> [About this exercise] Write out every entry again exactly as it stands.

> [Stored data]
________________

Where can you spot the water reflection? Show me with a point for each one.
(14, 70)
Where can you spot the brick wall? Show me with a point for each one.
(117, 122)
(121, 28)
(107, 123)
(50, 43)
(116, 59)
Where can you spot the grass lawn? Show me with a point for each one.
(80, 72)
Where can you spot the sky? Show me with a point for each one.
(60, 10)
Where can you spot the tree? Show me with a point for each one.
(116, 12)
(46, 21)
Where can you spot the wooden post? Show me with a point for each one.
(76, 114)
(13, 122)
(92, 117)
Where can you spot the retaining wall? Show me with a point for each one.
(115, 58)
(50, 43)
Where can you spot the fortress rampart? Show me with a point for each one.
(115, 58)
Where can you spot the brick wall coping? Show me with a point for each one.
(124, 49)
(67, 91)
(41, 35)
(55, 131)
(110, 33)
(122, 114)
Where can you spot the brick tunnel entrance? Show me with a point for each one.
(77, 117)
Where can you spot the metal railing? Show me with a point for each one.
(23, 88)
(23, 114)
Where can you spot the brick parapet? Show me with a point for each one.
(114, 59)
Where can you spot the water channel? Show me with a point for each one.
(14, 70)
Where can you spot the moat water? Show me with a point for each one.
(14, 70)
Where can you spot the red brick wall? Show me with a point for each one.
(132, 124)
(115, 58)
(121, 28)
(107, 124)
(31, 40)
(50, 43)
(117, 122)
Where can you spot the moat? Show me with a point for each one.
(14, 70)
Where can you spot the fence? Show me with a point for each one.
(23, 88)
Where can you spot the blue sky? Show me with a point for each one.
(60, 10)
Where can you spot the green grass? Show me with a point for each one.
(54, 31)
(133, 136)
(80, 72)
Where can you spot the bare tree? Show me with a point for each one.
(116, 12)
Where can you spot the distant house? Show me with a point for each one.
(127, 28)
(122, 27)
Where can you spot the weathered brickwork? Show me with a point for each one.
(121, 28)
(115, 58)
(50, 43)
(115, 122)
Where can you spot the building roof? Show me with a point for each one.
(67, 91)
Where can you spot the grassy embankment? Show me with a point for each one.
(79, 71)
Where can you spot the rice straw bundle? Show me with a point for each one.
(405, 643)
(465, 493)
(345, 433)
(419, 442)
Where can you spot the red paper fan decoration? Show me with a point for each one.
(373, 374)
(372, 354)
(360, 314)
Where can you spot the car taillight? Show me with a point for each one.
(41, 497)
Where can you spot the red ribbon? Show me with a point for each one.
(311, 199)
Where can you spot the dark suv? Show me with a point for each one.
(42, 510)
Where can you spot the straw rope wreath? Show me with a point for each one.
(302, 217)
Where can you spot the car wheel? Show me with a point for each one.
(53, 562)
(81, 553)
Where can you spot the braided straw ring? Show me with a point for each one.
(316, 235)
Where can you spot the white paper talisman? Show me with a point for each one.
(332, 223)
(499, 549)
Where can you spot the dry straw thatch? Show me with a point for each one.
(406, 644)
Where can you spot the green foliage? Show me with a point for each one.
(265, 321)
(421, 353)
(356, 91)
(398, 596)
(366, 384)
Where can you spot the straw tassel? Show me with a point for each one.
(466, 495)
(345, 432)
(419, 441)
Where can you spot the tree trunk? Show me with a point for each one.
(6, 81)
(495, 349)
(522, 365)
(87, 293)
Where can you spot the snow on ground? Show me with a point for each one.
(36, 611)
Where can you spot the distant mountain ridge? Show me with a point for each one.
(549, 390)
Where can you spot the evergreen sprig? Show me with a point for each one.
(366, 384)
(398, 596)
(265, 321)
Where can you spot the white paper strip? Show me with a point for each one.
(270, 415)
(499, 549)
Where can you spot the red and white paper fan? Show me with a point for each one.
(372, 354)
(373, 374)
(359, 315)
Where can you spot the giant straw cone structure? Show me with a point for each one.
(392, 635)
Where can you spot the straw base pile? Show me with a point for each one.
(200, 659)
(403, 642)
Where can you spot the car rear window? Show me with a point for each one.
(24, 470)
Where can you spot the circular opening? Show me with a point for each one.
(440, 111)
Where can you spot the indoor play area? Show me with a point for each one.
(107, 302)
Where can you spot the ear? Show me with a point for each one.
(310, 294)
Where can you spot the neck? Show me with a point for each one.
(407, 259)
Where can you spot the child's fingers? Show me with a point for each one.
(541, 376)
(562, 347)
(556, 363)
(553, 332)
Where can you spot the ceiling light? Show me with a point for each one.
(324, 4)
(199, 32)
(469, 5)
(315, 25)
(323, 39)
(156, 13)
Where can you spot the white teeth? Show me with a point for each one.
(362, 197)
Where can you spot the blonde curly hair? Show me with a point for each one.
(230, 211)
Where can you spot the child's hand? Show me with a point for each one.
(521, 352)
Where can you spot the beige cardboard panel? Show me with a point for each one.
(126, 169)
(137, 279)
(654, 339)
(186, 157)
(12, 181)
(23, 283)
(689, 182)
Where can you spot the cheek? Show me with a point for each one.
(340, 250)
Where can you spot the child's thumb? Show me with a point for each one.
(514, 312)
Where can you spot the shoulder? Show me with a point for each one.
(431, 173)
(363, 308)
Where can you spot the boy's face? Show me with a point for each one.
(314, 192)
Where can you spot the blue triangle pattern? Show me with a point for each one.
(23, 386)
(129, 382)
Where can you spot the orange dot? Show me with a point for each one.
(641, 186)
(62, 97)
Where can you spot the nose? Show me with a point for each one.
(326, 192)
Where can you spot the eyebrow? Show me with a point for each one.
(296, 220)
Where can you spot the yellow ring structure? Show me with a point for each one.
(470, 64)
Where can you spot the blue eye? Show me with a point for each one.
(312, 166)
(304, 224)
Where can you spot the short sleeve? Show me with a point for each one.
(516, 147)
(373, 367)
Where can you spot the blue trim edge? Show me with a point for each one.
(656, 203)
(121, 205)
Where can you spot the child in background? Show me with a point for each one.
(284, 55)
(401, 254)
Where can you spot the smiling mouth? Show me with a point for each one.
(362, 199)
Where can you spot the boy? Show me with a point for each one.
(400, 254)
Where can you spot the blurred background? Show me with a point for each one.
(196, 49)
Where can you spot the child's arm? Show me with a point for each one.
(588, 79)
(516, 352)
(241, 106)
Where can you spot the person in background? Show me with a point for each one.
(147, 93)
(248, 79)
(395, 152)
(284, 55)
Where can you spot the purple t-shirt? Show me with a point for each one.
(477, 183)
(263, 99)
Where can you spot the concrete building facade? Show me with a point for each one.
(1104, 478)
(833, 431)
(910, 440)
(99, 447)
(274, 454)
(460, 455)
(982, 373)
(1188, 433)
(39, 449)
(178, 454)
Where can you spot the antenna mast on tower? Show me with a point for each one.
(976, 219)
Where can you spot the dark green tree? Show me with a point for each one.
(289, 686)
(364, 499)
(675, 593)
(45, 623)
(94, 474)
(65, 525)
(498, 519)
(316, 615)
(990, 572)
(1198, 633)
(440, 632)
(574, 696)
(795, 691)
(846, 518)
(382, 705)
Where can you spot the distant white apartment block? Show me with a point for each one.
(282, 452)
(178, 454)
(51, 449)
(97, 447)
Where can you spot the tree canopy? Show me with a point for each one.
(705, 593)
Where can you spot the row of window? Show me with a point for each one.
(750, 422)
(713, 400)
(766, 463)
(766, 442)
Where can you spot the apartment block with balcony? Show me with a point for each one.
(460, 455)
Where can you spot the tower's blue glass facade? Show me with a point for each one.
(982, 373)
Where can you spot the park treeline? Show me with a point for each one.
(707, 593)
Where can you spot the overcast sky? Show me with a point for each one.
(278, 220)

________________

> [Task result]
Where can you spot the water reflection? Show me with a point for each one.
(14, 70)
Where can you spot the brick wall? Show me with a point for each one.
(117, 122)
(121, 28)
(107, 123)
(50, 43)
(116, 59)
Where can you spot the grass lawn? Show me with a point for each one.
(80, 72)
Where can you spot the sky? Show me with a point for each one.
(60, 10)
Where can you spot the tree? Show me with a point for each one.
(116, 12)
(46, 21)
Where can you spot the wooden post? Show me with a point for each one.
(76, 114)
(13, 122)
(92, 117)
Where can you spot the retaining wall? Show me with a point for each one.
(115, 58)
(50, 43)
Where can you spot the fortress rampart? Show me with a point for each one.
(115, 58)
Where can you spot the brick wall coping? Show me with a point for each one.
(124, 49)
(67, 91)
(41, 35)
(55, 131)
(110, 33)
(122, 114)
Where can you spot the brick tunnel entrance? Show me with a point for each one.
(77, 117)
Where can you spot the metal railing? Show me with a point for each one.
(23, 88)
(23, 114)
Where can you spot the brick parapet? Show me with a point for each one.
(114, 59)
Where can you spot the water channel? Show me with a point for each one.
(14, 70)
Where can you spot the moat water? Show me with a point for each one.
(14, 70)
Where can you spot the red brick wall? Show me with a point for each one.
(132, 124)
(115, 58)
(121, 28)
(107, 124)
(31, 40)
(50, 43)
(117, 122)
Where can you spot the moat? Show me with a point for each one.
(14, 70)
Where can you spot the fence? Show me with a point for each one.
(23, 88)
Where can you spot the blue sky? Show me with a point for each one.
(60, 10)
Where can you spot the green grass? Show me with a point for each one.
(54, 31)
(133, 136)
(80, 72)
Where can you spot the bare tree? Show me with a point for each one.
(116, 12)
Where can you spot the distant house? Show me with a point for each one.
(127, 28)
(122, 27)
Where can you spot the weathered brickwork? Show me with a point for each one.
(121, 28)
(115, 58)
(50, 43)
(115, 122)
Where can you spot the building roof? Show me with a point for each one.
(67, 91)
Where can you spot the grassy embankment? Show me with a point for each one.
(79, 71)
Where can you spot the rice straw bundle? Show me with a point for each one.
(405, 643)
(465, 493)
(345, 433)
(419, 442)
Where can you spot the red paper fan decoration? Show me with a point for each one.
(373, 374)
(372, 354)
(360, 314)
Where can you spot the car taillight? Show me with a point for each one.
(41, 497)
Where can you spot the red ribbon? Show me with a point for each one.
(311, 199)
Where can you spot the dark suv? Show me with a point for each one.
(42, 510)
Where can you spot the straw rope wreath? Show me with a point for each one.
(302, 217)
Where can you spot the car wheel? Show me with a point for each one.
(53, 562)
(81, 553)
Where can you spot the braided straw ring? Show me with a point for each one.
(316, 235)
Where can you spot the white paper talisman? Show me with a point for each one.
(332, 223)
(499, 549)
Where can you spot the dry straw thatch? Show me with a point for each one.
(406, 644)
Where can you spot the green foliage? Show me with a point for each one.
(265, 321)
(421, 353)
(356, 91)
(398, 596)
(366, 384)
Where can you spot the straw tassel? Show me with a point for each one.
(466, 495)
(345, 432)
(419, 441)
Where can you spot the tree trunk? Show me with a point for each one.
(6, 81)
(495, 349)
(522, 365)
(87, 293)
Where can you spot the snow on ground? Show me with a point for each one.
(36, 611)
Where can you spot the distant mountain ridge? Show me with a point for each one.
(549, 390)
Where can you spot the evergreen sprig? Show me with a point for each one.
(366, 384)
(398, 596)
(265, 321)
Where can you spot the white paper strip? Show me with a point for each one.
(270, 415)
(499, 549)
Where can you spot the red and white paper fan? Show me with a point for each one.
(372, 354)
(373, 374)
(359, 315)
Where can you spot the giant straw cone structure? Show me with a point for each one.
(392, 635)
Where can you spot the straw base pile? Show me with a point for each one.
(200, 659)
(403, 642)
Where can you spot the car rear window? Show me with a point for each one.
(24, 470)
Where can you spot the circular opening? Show me with a point for each one.
(440, 111)
Where can you spot the indoor play area? Show me with a point for each one.
(107, 302)
Where can you spot the ear? Show me with a point for each one.
(310, 294)
Where can you spot the neck? Show me with a point for each one.
(407, 259)
Where can you spot the child's fingers? Show me with a point for each one.
(541, 376)
(562, 347)
(556, 363)
(553, 332)
Where can you spot the ceiling light? Show me with a point for each one.
(324, 4)
(199, 32)
(469, 5)
(315, 25)
(323, 39)
(156, 13)
Where can you spot the white teeth? Show me with a point for each one.
(362, 197)
Where can you spot the blonde curly hair? Show me with a point for each one.
(230, 211)
Where can you spot the child's hand? Show me with a point for each one.
(521, 352)
Where can you spot the beige cardboard panel? Show me with a point for each one.
(126, 169)
(137, 279)
(654, 339)
(186, 157)
(12, 181)
(23, 283)
(689, 182)
Where can you spot the cheek? Show me with a point for each one.
(340, 250)
Where can you spot the child's thumb? Show me with a point for each one.
(514, 312)
Where can you spot the shoulder? Show me with a point for each one.
(431, 173)
(363, 308)
Where can you spot the boy's face? Show me with a point for each one.
(314, 192)
Where can you spot the blue triangle pattern? Show me with a point for each one.
(23, 386)
(129, 382)
Where can you spot the orange dot? Show me with a point for each one.
(641, 186)
(62, 97)
Where can you spot the nose? Show me with a point for each one.
(326, 192)
Where can you spot the eyebrow? Show me with a point for each one.
(296, 220)
Where can you spot the yellow ring structure? Show me with a point for each one.
(470, 64)
Where can you spot the blue eye? Show me with a point for each one.
(312, 166)
(304, 224)
Where can you spot the short sleeve? Show me with a point for each one.
(516, 147)
(373, 367)
Where can you spot the blue trim edge? Show me with a point for each one.
(656, 203)
(121, 205)
Where can you spot the child in background? Show me with a point for each one.
(284, 55)
(401, 254)
Where can you spot the smiling mouth? Show me with a point for each one.
(362, 199)
Where can you spot the boy? Show me with a point for each one.
(400, 254)
Where can you spot the blurred background? Show me with a point for each one.
(196, 49)
Where can you spot the child's arm? Show me with a point for each one.
(588, 79)
(516, 352)
(241, 106)
Where can you spot the person in background? Show me with a point for each one.
(147, 93)
(248, 79)
(395, 152)
(284, 55)
Where can you spot the purple t-shirt? Show me with a point for each one.
(477, 183)
(263, 99)
Where can you spot the concrete building facade? Show me with a point for each one.
(1104, 478)
(833, 431)
(910, 440)
(99, 447)
(274, 454)
(460, 455)
(982, 373)
(1188, 433)
(39, 449)
(178, 454)
Where can you spot the antenna mast on tower? Show me with a point for each one.
(976, 219)
Where can you spot the dark green tree? Show me with a point for each one.
(289, 686)
(364, 499)
(675, 593)
(45, 623)
(94, 474)
(65, 525)
(498, 519)
(316, 615)
(990, 572)
(1198, 633)
(440, 632)
(574, 696)
(795, 691)
(846, 518)
(382, 705)
Where can you spot the distant white apartment block? Show me with a point for each one.
(282, 452)
(178, 454)
(51, 449)
(97, 447)
Where can you spot the tree canopy? Show me with a point for each one.
(705, 593)
Where can you spot the row of window? Show me with a point for each one.
(750, 422)
(713, 400)
(766, 463)
(766, 442)
Where can you spot the apartment block with balcony? Show me with a point for each one.
(460, 455)
Where can you spot the tower's blue glass facade? Show me with a point for each one.
(982, 373)
Where can you spot the park treeline? Show me with a point for each one.
(707, 593)
Where can you spot the overcast sky? Show me with a point for each one.
(278, 220)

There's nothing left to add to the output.